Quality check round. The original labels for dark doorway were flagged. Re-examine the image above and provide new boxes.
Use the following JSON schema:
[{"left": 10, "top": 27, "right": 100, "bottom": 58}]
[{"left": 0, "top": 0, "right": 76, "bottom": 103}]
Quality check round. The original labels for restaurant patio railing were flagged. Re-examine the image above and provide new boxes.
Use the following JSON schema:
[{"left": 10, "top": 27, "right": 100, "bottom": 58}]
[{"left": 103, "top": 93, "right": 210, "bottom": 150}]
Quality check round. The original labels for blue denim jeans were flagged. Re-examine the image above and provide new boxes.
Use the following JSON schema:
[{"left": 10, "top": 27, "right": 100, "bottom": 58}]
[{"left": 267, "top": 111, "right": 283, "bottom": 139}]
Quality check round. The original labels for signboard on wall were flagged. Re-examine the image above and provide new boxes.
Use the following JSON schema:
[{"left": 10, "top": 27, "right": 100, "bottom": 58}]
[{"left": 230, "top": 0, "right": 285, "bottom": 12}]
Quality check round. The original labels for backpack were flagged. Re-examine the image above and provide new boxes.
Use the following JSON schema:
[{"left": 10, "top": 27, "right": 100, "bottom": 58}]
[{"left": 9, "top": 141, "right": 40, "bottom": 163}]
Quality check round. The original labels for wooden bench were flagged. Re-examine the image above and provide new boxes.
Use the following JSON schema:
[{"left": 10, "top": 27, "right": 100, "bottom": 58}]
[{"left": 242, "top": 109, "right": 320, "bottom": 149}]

..............................

*Problem statement*
How many lines in the entries above contain the word "flagged"? Reply with the number alone.

*Result for this task*
6